Document text ::
>>>

Gray whale strandings near record high in state

Published 1:30 am Tuesday, July 14, 2026

Photo by David Welton
Washington has recorded 30 gray whale strandings so far this year, according to Cascadia Research, making 2026 the state’s second-highest year for strandings in five decades of monitoring.

Photo by David Welton

Washington has recorded 30 gray whale strandings so far this year, according to Cascadia Research, making 2026 the state’s second-highest year for strandings in five decades of monitoring.

Washington has already recorded its second-highest number of gray whale strandings on record this year, alarming researchers who say the prolonged die-off shows no sign of ending.

Public Employees for Environmental Responsibility recently described the die-off as a “Catastrophic Mortality Event.” However, John Calambokidis, a senior research biologist with Cascadia Research, said no such formal designation has been made.

PEER is also urging federal action. It is pressing NOAA to act on a 2023 petition aimed at reducing ship strikes and has filed a separate petition seeking to return gray whales to the federal endangered species list.

“The loss of thousands of whales in just two years from a population at significant risk should be of concern to us all,” Rick Steiner, an Alaska marine ecologist and chairperson of PEER’s Board of Directors, said in a press release.

<<<

Excerpted data ::
>>>

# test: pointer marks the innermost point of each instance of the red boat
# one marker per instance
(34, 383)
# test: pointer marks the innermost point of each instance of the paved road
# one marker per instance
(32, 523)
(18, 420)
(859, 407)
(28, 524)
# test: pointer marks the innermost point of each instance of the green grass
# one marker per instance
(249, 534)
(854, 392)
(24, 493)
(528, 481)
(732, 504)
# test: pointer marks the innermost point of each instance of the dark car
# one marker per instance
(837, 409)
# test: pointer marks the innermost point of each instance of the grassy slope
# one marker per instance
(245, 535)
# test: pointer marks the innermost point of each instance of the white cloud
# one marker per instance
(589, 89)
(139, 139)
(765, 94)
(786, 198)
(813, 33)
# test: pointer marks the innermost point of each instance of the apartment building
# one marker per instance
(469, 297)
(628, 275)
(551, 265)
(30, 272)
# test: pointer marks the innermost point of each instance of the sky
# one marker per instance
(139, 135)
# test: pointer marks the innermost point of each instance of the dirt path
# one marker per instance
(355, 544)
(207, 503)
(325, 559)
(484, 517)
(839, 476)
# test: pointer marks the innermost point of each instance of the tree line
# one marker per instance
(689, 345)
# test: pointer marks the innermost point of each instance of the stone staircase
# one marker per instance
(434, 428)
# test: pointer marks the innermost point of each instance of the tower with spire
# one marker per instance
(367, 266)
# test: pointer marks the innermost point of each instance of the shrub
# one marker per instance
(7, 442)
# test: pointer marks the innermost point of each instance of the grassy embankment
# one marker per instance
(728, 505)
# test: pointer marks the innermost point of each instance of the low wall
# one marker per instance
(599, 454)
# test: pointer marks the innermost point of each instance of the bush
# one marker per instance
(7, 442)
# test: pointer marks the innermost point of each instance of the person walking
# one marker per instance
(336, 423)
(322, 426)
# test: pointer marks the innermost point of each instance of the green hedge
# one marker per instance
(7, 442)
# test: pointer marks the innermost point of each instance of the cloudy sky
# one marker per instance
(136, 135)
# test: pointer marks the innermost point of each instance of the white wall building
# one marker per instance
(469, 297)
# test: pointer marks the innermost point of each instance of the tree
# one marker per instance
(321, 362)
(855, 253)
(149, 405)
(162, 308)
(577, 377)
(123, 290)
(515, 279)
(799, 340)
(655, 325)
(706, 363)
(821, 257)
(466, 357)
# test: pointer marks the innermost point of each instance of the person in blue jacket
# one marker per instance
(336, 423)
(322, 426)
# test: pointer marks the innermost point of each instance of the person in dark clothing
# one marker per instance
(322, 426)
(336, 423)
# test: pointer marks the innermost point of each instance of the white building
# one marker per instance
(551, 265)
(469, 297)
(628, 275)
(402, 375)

<<<

Exercise brief :: Could you continue the news article on Washington's gray whale strandings, picking up right after Rick Steiner's quote from the press release?

Response box ::
Two whales have died and washed up on the shores of Whidbey since July of last year. Washington has recorded 30 gray whale strandings so far this year, according to Cascadia Research, making 2026 the state’s second-highest year for strandings in five decades of monitoring. Only 2019, with 34 strandings, recorded more, but this year is only half over. Calambokidis said the number is especially concerning because it extends a years-long pattern.

“What’s troubling about that is that this now represents the seventh year since 2019 where we’ve had elevated numbers of gray whale deaths occurring,” Calambokidis said.

The rising strandings come alongside a steep population decline. The National Oceanic and Atmospheric Administration estimates the gray whale population has fallen by roughly half over the past decade, while calf production has dropped to record lows, Calambokidis said.

“It’s clear to me that gray whales are in grave peril,” Calambokidis said. “They’re at a crisis point. A decline of over 50% in 10 years is catastrophic for a long-lived, slow-reproducing species like gray whales.”

Two-thirds of the dead whales in Washington have been adult males, baffling researchers, Calambokidis noted, as usually when a population is in peril it’s the babies that die off first. He said a theory is that the gray whales aren’t reproducing enough babies in the first place.

Researchers increasingly point to dramatic environmental changes in the Arctic, where most gray whales feed, as the underlying cause.

“At the heart of this issue are very profound changes occurring in the Arctic ecosystem,” Calambokidis said, which have reduced the whales’ primary food source. He added those changes are “driven by human-induced climate change.”

Howard Garrett, president of the Orca Network board in Langley, agreed that starvation is the primary cause of the deaths. He said shrinking Arctic sea ice has disrupted the food web gray whales rely on, leaving many whales without enough food to survive their migration.

Despite the grim overall outlook, researchers say one local group of whales has provided a rare bright spot.

Around 20 gray whales known as the Sounders spend part of the year feeding around Whidbey and Camano islands instead of traveling to Arctic feeding grounds. Those whales are faring better than the broader population.

“Those numbers have steadily increased,” Calambokidis said.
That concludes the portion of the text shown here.